- [PROVIDED TEXT]:
━━━━━━━━━━━━━━━━━━━━
During World War II, Arthur L. Zagat was an executive in the Office of War Information in New York City. In addition, he taught writing at New York University, visited veterans in hospital, and founded the Writers' Workshop for veterans who wanted to get started in the profession. Prior to the war (in 1941), Zagat was elected to the national executive committee for the pulp writers' section of the Authors League of America. Oscar Schisgall was chairman, while Zagat served as treasurer and Robert Carse as secretary. Frederick Faust and Erle Stanley Gardner were among the committee members. According to the website Horror News, Zagat is credited as a writer on the Outer Limits episode "The Bellero Shield," starring Martin Landau and Sally Kellerman.

Arthur Leo Zagat died on April 3, 1949, at home in The Bronx. He was only fifty-three years old. Zagat was buried at Cypress Hills National Cemetery in Brooklyn.

Nathan Schachner enjoyed an equally illustrious career. Born on January 16, 1895, in New York City, Schachner graduated from the City College of New York in 1915 and received his degree as a doctor of jurisprudence from New York University in 1919. (1) Schachner began his career (in 1915) as a chemist with the Board of Health in his native city. (2) During World War I, Schachner served in the U.S. Army in the Chemical Warfare Branch. Schachner practiced law after the war. After 1936 he devoted himself to writing and published his first work of history and biography, Aaron Burr, in 1937.

Nathan Schachner's first science fiction story was "The Tower of Evil," his collaboration with Arthur Leo Zagat. Many more stories rolled out of his typewriter during the 1930s. According to The Internet Speculative Fiction Database, Schachner's last published science fiction was in 1941 (except for re-printings). Also worth noting is Schachner's involvement in the American Rocket Society, founded in 1930 as the American Interplanetary Society by science fiction writers George Edward Pendray (1901-1987), David Lasser (1902-1996), Laurence Manning (1899-1972), and others. (3) Nathan Schachner was also a member of the Authors League of America, director of the Aaron Burr Association, director of public relations of the National Council of Jewish Women, and a consultant with the American Jewish Committee.

Schachner died on October 2, 1955. His place of death was the same as his onetime collaborator, Arthur Leo Zagat--not just the city, or the borough, but the same address, 1749 Grand Concourse, The Bronx, New York. That's the location of the massive (another overused word, but in this case appropriate) Lewis Morris Apartment Building. Nathan Schachner was buried at Hastings-on-Hudson, New York.
━━━━━━━━━━━━━━━━━━━━
- [BRIEF A]: In the passage about Arthur Leo Zagat and Nathan Schachner, what street address does it give as the place where both men died?
- [BRIEF B]: Carry the passage about Zagat and Schachner forward, starting right after its final sentence.

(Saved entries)
━━━━━━━━━━━━━━━━━━━━
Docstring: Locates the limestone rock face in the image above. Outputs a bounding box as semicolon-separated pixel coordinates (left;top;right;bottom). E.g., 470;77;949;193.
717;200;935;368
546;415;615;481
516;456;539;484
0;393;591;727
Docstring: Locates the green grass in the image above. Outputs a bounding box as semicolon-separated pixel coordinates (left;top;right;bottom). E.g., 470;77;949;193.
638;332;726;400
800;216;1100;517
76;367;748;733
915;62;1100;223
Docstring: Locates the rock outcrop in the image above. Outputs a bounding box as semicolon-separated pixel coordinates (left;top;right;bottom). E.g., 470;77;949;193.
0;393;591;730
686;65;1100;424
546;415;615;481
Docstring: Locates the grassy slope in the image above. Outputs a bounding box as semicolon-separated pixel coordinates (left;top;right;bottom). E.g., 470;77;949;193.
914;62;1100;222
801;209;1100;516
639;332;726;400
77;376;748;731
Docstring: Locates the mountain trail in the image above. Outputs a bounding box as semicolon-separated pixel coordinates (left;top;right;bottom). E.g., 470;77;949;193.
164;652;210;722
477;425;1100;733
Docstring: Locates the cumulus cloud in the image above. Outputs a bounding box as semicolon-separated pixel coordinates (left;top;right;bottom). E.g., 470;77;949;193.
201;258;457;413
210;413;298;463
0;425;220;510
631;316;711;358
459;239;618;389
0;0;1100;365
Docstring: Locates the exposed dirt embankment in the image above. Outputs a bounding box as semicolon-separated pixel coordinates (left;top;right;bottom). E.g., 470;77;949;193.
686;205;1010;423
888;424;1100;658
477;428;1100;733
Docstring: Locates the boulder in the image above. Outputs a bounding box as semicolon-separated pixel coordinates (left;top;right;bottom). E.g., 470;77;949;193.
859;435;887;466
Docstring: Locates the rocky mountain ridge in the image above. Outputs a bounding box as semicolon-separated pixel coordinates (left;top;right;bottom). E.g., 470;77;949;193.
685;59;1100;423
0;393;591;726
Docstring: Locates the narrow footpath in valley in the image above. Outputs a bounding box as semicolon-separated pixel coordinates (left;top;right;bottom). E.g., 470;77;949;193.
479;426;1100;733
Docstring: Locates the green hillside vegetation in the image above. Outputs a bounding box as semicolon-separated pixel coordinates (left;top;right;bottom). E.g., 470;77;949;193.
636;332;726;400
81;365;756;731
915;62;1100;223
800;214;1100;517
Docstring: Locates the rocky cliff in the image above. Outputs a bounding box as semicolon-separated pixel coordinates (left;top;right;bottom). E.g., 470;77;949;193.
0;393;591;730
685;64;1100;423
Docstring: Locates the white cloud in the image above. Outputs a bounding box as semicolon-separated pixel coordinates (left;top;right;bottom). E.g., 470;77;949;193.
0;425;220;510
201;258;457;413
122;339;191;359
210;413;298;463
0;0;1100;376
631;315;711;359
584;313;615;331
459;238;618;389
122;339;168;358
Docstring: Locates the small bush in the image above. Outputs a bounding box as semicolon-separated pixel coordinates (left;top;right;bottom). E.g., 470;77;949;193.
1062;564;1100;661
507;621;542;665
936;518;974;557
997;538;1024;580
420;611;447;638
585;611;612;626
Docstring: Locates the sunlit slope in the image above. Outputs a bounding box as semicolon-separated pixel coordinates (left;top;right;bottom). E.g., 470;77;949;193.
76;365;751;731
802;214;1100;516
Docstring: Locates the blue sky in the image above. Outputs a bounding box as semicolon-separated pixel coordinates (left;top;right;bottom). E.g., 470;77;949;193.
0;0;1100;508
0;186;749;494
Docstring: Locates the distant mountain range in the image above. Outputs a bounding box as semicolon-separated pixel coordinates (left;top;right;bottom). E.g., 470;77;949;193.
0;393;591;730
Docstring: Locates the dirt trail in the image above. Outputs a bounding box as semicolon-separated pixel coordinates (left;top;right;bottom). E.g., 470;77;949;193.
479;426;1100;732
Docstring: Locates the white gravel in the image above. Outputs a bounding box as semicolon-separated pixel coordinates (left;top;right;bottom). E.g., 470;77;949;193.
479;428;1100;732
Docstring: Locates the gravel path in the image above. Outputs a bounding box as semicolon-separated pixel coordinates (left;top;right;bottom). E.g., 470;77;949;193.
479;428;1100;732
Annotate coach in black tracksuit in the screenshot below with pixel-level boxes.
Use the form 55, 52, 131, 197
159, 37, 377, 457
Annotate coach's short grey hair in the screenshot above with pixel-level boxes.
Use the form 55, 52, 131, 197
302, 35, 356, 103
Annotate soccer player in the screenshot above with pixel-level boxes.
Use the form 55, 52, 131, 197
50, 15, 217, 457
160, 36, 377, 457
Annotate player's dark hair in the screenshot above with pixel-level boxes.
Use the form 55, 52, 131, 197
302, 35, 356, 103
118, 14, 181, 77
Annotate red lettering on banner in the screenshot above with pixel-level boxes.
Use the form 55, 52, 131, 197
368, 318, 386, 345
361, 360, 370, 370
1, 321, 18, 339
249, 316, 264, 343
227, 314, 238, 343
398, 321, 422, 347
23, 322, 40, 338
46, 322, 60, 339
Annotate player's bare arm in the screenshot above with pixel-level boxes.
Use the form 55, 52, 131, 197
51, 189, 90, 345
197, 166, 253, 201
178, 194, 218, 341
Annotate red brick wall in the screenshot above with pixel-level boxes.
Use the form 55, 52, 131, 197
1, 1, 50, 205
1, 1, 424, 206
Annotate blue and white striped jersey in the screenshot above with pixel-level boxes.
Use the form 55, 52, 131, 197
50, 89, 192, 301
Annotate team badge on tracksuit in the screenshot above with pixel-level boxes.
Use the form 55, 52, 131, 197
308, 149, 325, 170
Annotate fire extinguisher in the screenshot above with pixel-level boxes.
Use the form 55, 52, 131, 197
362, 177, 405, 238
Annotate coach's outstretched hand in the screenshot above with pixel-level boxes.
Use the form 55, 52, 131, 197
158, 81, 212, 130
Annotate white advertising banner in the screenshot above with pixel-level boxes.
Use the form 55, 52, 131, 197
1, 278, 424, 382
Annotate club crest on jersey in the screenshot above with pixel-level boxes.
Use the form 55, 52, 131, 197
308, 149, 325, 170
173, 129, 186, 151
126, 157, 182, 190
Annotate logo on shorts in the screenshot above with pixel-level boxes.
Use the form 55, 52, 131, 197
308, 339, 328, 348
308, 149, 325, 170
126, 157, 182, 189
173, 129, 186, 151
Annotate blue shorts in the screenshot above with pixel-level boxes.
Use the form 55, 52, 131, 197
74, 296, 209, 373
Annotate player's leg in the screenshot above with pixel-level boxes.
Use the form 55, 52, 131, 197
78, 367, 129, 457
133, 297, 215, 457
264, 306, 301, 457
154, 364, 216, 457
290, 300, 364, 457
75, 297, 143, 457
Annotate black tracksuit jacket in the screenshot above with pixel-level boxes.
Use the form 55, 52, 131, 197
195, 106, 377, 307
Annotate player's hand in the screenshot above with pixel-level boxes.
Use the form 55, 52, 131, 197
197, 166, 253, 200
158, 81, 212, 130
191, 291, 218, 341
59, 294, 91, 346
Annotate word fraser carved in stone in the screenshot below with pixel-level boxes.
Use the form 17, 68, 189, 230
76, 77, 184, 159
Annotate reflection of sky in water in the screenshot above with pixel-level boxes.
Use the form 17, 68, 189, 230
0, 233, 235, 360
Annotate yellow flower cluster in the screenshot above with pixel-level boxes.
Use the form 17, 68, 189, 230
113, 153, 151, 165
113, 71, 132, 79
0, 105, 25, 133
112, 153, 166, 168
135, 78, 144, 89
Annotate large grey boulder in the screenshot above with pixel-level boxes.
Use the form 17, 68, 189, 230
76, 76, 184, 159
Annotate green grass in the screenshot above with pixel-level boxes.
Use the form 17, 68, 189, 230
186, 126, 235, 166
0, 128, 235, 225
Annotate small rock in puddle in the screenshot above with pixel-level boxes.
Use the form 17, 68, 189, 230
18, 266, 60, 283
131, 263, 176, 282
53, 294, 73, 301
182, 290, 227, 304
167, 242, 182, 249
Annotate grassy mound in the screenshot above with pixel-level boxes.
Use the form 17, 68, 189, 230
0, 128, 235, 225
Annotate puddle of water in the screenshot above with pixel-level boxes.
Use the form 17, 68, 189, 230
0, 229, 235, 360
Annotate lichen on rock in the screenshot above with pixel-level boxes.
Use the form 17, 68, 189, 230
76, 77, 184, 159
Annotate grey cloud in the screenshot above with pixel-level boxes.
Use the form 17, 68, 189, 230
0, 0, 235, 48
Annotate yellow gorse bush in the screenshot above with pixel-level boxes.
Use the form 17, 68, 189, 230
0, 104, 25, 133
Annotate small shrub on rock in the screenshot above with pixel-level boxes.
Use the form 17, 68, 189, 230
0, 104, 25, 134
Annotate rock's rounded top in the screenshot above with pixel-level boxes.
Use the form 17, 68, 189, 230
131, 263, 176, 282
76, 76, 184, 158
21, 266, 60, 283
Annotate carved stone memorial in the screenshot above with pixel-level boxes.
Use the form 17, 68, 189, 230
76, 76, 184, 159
━━━━━━━━━━━━━━━━━━━━
- [FINAL ANSWER A]: 1749 Grand Concourse, The Bronx, New York.

- [FINAL ANSWER B]:
Arthur Leo Zagat and Nathan Schachner's Stories in Weird Tales
"The Dead-Alive" by Arthur Leo Zagat and Nathan Schachner (Apr./May 1931)
"Table for Two" by Arthur Leo Zagat (Jan. 1942)
"The Two Moons of Tranquilla" by Arthur Leo Zagat (Jan. 1943)
Letter to "The Eyrie" from Arthur Leo Zagat (Jan. 1943)

Arthur Leo Zagat and Nathan Schachner's Story in Oriental Stories
"The Song of the Cakes" by Nathan Schachner and Arthur Leo Zagat (Autumn 1931)

Notes
(1) I don't know when or how Zagat and Schachner met, but it could have been when they were students. Both attended the City College of New York, but perhaps at different times. Both were chemists and lawyers as well as pulp fictioneers. They would have had many opportunities to run into each other.
(2) I wonder if Schachner would have crossed paths with Sylvia Saltzberg (1896-1952), who was the same age and who worked as a pathologist for the city.
(3) I wrote about John Whiteside Parsons a year ago. I don't remember now if Schachner or any of the other members of the American Rocket Society were mentioned in Parsons' biography. Can anyone help?

"Seven Out of Time" was a six-part serial by Arthur Leo Zagat, published in Argosy Weekly in 1939. The art is by Rudolph Belarski.
Ten years later, Fantasy Press issued the story in hardback with cover art by A.J. Donnell. That's not a bad drawing, but you might as well call it a swipe. Oddly enough, the woman is smiling. I like the ambiguous title by the way. 
"Sunrise Tomorrow" was serialized in Argosy in 1940. The devastated city, the contemporary man thrown into a resulting savage world--it's an old story. I wonder what the first of its kind was. The art was again by Belarski.